● **YOUR TASK**
Write out every record in full, exactly as written, please.

● **INPUT MATERIAL**
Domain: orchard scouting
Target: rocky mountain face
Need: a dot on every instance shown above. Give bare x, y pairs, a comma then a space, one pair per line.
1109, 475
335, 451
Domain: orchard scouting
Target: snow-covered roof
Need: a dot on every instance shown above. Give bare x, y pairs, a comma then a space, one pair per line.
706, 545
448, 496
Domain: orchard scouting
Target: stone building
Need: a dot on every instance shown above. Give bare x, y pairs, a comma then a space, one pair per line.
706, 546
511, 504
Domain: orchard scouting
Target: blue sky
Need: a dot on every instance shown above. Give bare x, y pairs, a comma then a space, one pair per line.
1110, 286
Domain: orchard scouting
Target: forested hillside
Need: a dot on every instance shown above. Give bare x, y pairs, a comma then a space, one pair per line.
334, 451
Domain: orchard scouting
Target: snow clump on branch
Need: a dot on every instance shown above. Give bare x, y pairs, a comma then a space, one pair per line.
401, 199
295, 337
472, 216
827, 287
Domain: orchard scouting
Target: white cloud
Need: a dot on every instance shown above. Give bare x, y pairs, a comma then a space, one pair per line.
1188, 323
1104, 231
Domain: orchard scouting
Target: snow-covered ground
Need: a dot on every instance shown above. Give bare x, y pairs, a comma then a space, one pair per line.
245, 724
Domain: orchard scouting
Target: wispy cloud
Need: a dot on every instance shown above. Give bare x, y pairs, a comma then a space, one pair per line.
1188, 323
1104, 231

● **WRITTEN ANSWER**
Domain: orchard scouting
Target: rocky mountain face
Need: a dot on every instance shown above. Give bare x, y pairs, a comma then a space, one pair per line.
1109, 475
335, 451
Domain: orchard scouting
Target: snow-covered roof
Need: a dot on every instance shown above. Give bare x, y pairs, a comma then a space, one pair per line.
706, 545
448, 496
Domain: orchard scouting
Target: stone building
Need: a dot on every instance shown above. Give bare x, y pairs, a comma then a space, one pair per line.
706, 546
511, 504
Domain: orchard scouting
Target: blue sky
Need: a dot on every instance shown above. Give bare x, y pairs, a comma then a space, one pair per line.
1110, 286
Domain: orchard scouting
Target: forested hillside
Need: a dot on every instance shown above. Give bare x, y pairs, a comma then a space, one pair per line.
334, 451
Domain: orchard scouting
Target: snow clump on branch
Need: a dot on every instance shown above. Give bare x, y pairs, a comma then a space, one pair per line.
401, 199
295, 337
472, 216
827, 287
Domain: orchard scouting
Target: white cloud
Need: a dot on every instance shown above. Give bare x, y pairs, a comma then a space, one pair per line.
1188, 323
1104, 231
Domain: orchard scouting
Target: snow-covered ground
Need: a dot on every instance shown above. Give bare x, y pairs, a comma then a space, one pair per line.
245, 724
Domain: orchard scouting
Target: wispy cloud
Need: a dot on every instance shown above. Give bare x, y pairs, a comma then a space, one pair per line.
1188, 323
1104, 231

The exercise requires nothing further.